» **Problem to work on**
Below are the records; count the lines that include the string "every" and give only that number.

Stored data
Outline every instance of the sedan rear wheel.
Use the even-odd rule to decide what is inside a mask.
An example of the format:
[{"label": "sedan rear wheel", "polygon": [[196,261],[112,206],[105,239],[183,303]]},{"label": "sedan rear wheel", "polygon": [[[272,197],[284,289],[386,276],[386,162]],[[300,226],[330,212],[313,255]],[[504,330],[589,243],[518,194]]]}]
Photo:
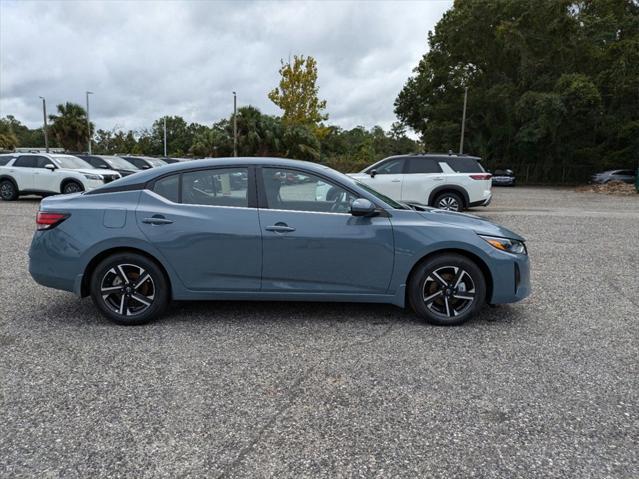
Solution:
[{"label": "sedan rear wheel", "polygon": [[166,307],[167,281],[148,258],[134,253],[116,254],[94,270],[91,298],[100,312],[115,323],[145,324]]},{"label": "sedan rear wheel", "polygon": [[483,305],[486,281],[477,265],[457,254],[435,256],[420,266],[409,283],[413,310],[427,322],[457,325]]}]

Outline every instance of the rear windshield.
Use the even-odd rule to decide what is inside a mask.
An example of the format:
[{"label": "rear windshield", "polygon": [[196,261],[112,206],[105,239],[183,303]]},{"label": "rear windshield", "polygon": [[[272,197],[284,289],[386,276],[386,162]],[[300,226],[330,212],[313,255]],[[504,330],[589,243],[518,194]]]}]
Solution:
[{"label": "rear windshield", "polygon": [[446,158],[445,161],[457,173],[484,173],[485,171],[475,158],[453,156]]},{"label": "rear windshield", "polygon": [[6,165],[11,159],[13,159],[13,156],[0,155],[0,166]]}]

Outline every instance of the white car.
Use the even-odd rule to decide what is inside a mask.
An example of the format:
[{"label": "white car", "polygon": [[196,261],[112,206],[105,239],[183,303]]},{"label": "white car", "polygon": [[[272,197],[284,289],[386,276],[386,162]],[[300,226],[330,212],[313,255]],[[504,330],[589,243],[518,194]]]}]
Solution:
[{"label": "white car", "polygon": [[391,156],[349,176],[397,201],[462,211],[487,206],[492,198],[492,175],[479,160],[445,154]]},{"label": "white car", "polygon": [[121,178],[112,170],[95,169],[71,155],[15,153],[0,155],[0,198],[88,191]]}]

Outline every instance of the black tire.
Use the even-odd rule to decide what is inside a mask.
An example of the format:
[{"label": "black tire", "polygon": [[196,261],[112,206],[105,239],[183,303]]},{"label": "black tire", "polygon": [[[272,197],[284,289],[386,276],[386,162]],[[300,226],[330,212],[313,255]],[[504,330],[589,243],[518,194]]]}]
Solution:
[{"label": "black tire", "polygon": [[15,201],[20,196],[20,192],[11,180],[0,181],[0,198],[4,201]]},{"label": "black tire", "polygon": [[[144,280],[146,274],[149,279]],[[142,283],[136,285],[137,280]],[[168,281],[162,269],[155,261],[137,253],[118,253],[101,261],[91,274],[90,285],[91,299],[100,312],[110,321],[125,326],[153,321],[169,302]]]},{"label": "black tire", "polygon": [[77,181],[67,181],[62,185],[61,193],[63,195],[68,195],[71,193],[78,193],[80,191],[84,191],[84,187],[78,183]]},{"label": "black tire", "polygon": [[462,200],[458,193],[446,191],[445,193],[437,195],[433,206],[440,210],[462,211],[464,209],[464,200]]},{"label": "black tire", "polygon": [[[461,278],[456,274],[461,274]],[[471,297],[472,301],[467,299]],[[456,326],[468,321],[483,306],[486,279],[469,258],[444,253],[417,266],[408,283],[408,300],[413,311],[426,322]]]}]

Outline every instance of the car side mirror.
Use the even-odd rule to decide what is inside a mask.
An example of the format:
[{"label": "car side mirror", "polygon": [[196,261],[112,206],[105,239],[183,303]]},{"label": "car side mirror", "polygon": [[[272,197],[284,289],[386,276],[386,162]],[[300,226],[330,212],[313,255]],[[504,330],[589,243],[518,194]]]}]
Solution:
[{"label": "car side mirror", "polygon": [[46,165],[44,165],[44,167],[49,171],[55,170],[55,165],[52,163],[47,163]]},{"label": "car side mirror", "polygon": [[351,204],[353,216],[372,216],[375,214],[375,205],[366,198],[357,198]]},{"label": "car side mirror", "polygon": [[98,168],[102,168],[103,170],[108,170],[109,167],[107,165],[100,165]]},{"label": "car side mirror", "polygon": [[375,175],[377,174],[377,170],[371,170],[368,174],[371,175],[371,178],[375,178]]}]

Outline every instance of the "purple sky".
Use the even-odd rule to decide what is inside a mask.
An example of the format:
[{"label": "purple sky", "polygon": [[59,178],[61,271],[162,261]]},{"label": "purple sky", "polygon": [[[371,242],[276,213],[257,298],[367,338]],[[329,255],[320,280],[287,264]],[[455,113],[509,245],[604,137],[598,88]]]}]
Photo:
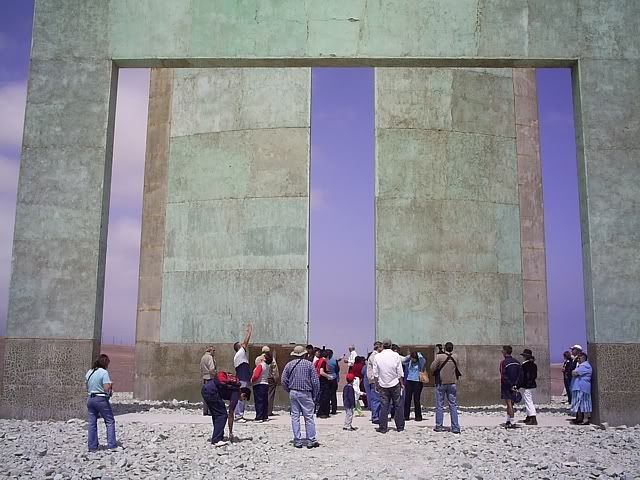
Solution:
[{"label": "purple sky", "polygon": [[[0,335],[6,328],[11,242],[33,2],[0,17]],[[551,351],[585,342],[575,142],[568,69],[538,70]],[[135,334],[148,70],[118,87],[103,341]],[[374,92],[369,68],[313,70],[310,334],[337,353],[374,336]]]}]

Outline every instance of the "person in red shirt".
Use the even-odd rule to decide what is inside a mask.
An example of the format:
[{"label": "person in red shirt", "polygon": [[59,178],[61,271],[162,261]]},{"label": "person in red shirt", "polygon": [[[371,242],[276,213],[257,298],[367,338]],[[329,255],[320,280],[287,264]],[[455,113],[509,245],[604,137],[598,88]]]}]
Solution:
[{"label": "person in red shirt", "polygon": [[[356,357],[355,362],[353,363],[353,367],[351,367],[351,373],[353,373],[353,375],[355,377],[358,377],[360,379],[360,390],[364,390],[364,376],[362,374],[362,369],[364,368],[365,365],[365,358],[364,357]],[[367,406],[367,396],[366,395],[362,395],[360,397],[360,399],[363,401],[364,406]]]},{"label": "person in red shirt", "polygon": [[320,400],[318,402],[318,418],[329,418],[331,402],[331,385],[327,372],[327,351],[320,352],[320,358],[316,362],[316,372],[320,377]]}]

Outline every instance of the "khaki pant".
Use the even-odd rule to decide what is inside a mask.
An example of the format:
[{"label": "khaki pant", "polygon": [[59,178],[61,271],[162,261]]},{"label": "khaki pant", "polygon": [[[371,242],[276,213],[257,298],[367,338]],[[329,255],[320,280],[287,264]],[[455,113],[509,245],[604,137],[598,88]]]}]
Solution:
[{"label": "khaki pant", "polygon": [[273,415],[273,402],[275,402],[276,399],[276,387],[278,385],[276,384],[276,381],[273,378],[269,379],[269,406],[268,406],[268,413],[269,416]]}]

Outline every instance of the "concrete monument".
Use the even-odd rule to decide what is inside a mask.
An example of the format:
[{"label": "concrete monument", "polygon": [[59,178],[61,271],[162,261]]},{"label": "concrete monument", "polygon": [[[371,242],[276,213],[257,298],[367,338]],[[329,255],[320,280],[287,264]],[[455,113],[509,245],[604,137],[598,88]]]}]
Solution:
[{"label": "concrete monument", "polygon": [[[596,370],[595,413],[597,419],[613,424],[638,423],[640,413],[634,406],[640,400],[640,367],[635,361],[640,351],[640,215],[637,214],[640,37],[636,32],[639,23],[640,4],[635,0],[253,0],[242,3],[38,0],[18,186],[0,415],[66,418],[82,413],[84,392],[78,379],[100,342],[119,68],[564,66],[573,68],[574,72],[588,343]],[[308,97],[310,87],[305,88]],[[384,82],[379,81],[377,88],[382,95],[381,102],[385,97],[392,98],[392,92],[385,94]],[[515,95],[518,96],[517,92]],[[390,136],[390,130],[395,129],[398,118],[401,121],[402,118],[389,115],[385,120],[380,115],[385,106],[379,104],[378,107],[377,136],[382,147],[383,137]],[[266,107],[258,103],[255,108]],[[516,123],[517,110],[516,105]],[[410,118],[411,111],[399,113],[405,115],[407,124],[415,120]],[[527,118],[526,111],[523,115]],[[447,118],[417,120],[428,129],[433,120]],[[453,138],[454,130],[464,127],[467,120],[464,112],[461,116],[452,115],[450,123],[442,124],[443,136]],[[166,126],[156,127],[167,134]],[[503,136],[496,136],[496,144],[501,140],[499,137]],[[517,145],[517,131],[515,138]],[[516,153],[526,152],[527,148],[523,145],[523,150],[518,149]],[[454,154],[451,158],[457,156]],[[443,215],[454,215],[452,212],[457,209],[453,206],[461,202],[459,195],[468,185],[467,180],[463,176],[458,184],[440,183],[447,188],[439,197],[431,199],[421,197],[423,194],[410,182],[400,182],[398,186],[402,189],[398,192],[407,203],[413,202],[418,212],[426,211],[424,205],[430,201],[440,202]],[[379,177],[378,187],[393,187],[393,181],[393,177],[388,181]],[[438,182],[433,181],[438,186]],[[521,182],[520,169],[518,181]],[[531,192],[519,188],[519,196],[527,191]],[[167,195],[170,192],[169,188]],[[393,198],[393,189],[379,193],[383,194],[377,199],[379,211],[385,204],[398,201]],[[536,254],[527,252],[535,250],[535,232],[529,232],[532,236],[525,234],[535,212],[521,208],[520,216],[529,218],[514,216],[513,189],[487,193],[491,197],[483,201],[495,203],[494,214],[504,214],[505,220],[509,219],[510,223],[504,224],[509,225],[505,232],[509,238],[514,238],[519,223],[521,259]],[[482,200],[481,192],[475,191],[474,195],[474,200]],[[229,197],[221,196],[217,200],[225,198]],[[166,208],[169,212],[169,208],[174,207],[167,203]],[[305,214],[302,209],[295,211],[296,215]],[[405,212],[410,213],[410,208],[405,208]],[[184,212],[176,209],[174,213],[175,221],[179,222]],[[194,215],[201,213],[193,212]],[[488,210],[482,214],[488,216]],[[380,220],[384,226],[384,217]],[[423,225],[429,225],[428,217],[423,221]],[[299,219],[292,218],[291,225],[298,228],[297,222]],[[473,230],[477,226],[469,228]],[[407,232],[407,238],[414,241],[415,236],[412,238],[408,229]],[[379,239],[383,235],[384,230],[378,232]],[[169,238],[166,232],[163,236],[165,241]],[[444,245],[438,243],[442,238],[430,241],[435,242],[434,246]],[[502,249],[498,243],[484,244],[489,246],[496,252]],[[393,252],[391,247],[389,253]],[[479,247],[483,245],[478,243],[466,250],[441,250],[456,254],[443,259],[449,272],[442,276],[447,277],[443,281],[459,288],[472,288],[474,277],[491,273],[491,281],[500,286],[501,292],[508,293],[518,275],[523,277],[523,286],[528,280],[537,280],[527,278],[525,268],[514,272],[518,252],[512,248],[507,249],[511,256],[504,263],[492,264],[490,255],[479,256],[473,268],[453,275],[451,272],[457,272],[456,257],[478,254]],[[300,255],[299,249],[295,252],[293,257]],[[382,258],[379,255],[379,260]],[[177,262],[189,259],[176,257],[175,260],[172,278],[163,278],[163,285],[174,281],[179,286],[179,275],[174,274],[179,268]],[[223,263],[222,260],[208,258],[207,272],[212,272],[211,267]],[[433,275],[430,262],[433,259],[422,258],[421,269],[414,275],[422,275],[438,285],[440,278]],[[379,279],[389,285],[407,281],[409,273],[401,262],[397,275],[387,273],[390,266],[394,264],[378,263]],[[289,266],[279,263],[274,268],[286,270],[286,276],[291,278],[297,267],[297,263]],[[160,271],[163,276],[169,273],[156,268],[149,270],[149,275],[156,275],[157,279]],[[451,283],[453,277],[460,281]],[[240,281],[237,284],[242,285]],[[537,288],[540,293],[540,285]],[[523,288],[524,310],[522,313],[514,310],[513,324],[505,332],[500,332],[498,327],[502,316],[485,311],[486,318],[491,320],[489,325],[494,332],[500,332],[501,338],[517,340],[517,336],[508,332],[520,325],[523,341],[528,341],[528,330],[533,332],[530,334],[533,341],[542,341],[543,322],[530,322],[526,318],[529,313],[541,313],[536,303],[541,293],[531,297],[531,310],[527,307],[526,292],[535,291]],[[481,297],[471,297],[478,305]],[[507,301],[505,305],[513,308],[516,302]],[[282,307],[282,311],[289,309],[289,306]],[[380,296],[378,328],[381,331],[386,328],[385,318],[392,321],[400,318],[401,310]],[[452,318],[465,318],[463,306],[456,315]],[[183,328],[169,333],[163,329],[162,322],[158,330],[157,319],[149,322],[149,329],[143,335],[149,335],[146,338],[152,338],[151,341],[155,341],[151,335],[159,335],[159,340],[171,340],[186,338],[184,335],[189,332]],[[304,332],[302,325],[306,319],[301,318],[299,322],[298,326],[287,323],[287,332]],[[479,332],[477,323],[472,331]],[[464,340],[464,336],[461,338]],[[46,395],[42,395],[43,390]]]}]

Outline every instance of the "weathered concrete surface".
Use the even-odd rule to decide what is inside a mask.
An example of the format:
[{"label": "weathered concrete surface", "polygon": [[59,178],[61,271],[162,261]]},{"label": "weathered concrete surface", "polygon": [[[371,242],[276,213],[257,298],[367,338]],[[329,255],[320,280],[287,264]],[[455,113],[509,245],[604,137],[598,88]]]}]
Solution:
[{"label": "weathered concrete surface", "polygon": [[[574,77],[587,303],[597,417],[640,423],[640,61],[584,60]],[[594,101],[597,99],[597,102]],[[630,357],[625,358],[625,355]],[[615,372],[624,372],[618,378]],[[617,385],[614,385],[617,383]]]},{"label": "weathered concrete surface", "polygon": [[305,342],[310,70],[174,75],[160,341]]},{"label": "weathered concrete surface", "polygon": [[172,98],[173,71],[152,70],[142,197],[137,342],[160,340]]},{"label": "weathered concrete surface", "polygon": [[202,344],[306,342],[310,72],[151,78],[134,390],[196,399]]},{"label": "weathered concrete surface", "polygon": [[102,327],[117,81],[108,5],[57,4],[50,16],[52,7],[36,6],[33,27],[0,392],[5,417],[81,414],[78,385]]},{"label": "weathered concrete surface", "polygon": [[640,58],[635,0],[112,0],[109,10],[111,55],[128,64]]},{"label": "weathered concrete surface", "polygon": [[547,401],[535,72],[380,68],[376,92],[377,337],[454,342],[475,404],[499,398],[499,346],[526,342]]},{"label": "weathered concrete surface", "polygon": [[376,92],[377,336],[522,343],[511,71],[379,68]]},{"label": "weathered concrete surface", "polygon": [[[214,343],[215,359],[219,370],[234,372],[233,343]],[[202,380],[200,358],[207,344],[193,343],[139,343],[136,345],[136,372],[134,396],[147,400],[201,401]],[[290,360],[291,345],[269,344],[282,372]],[[249,347],[249,364],[253,369],[262,345]],[[288,396],[278,388],[276,405],[288,404]]]},{"label": "weathered concrete surface", "polygon": [[32,420],[85,416],[82,378],[98,351],[93,340],[7,338],[0,416]]}]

» **Task response**
10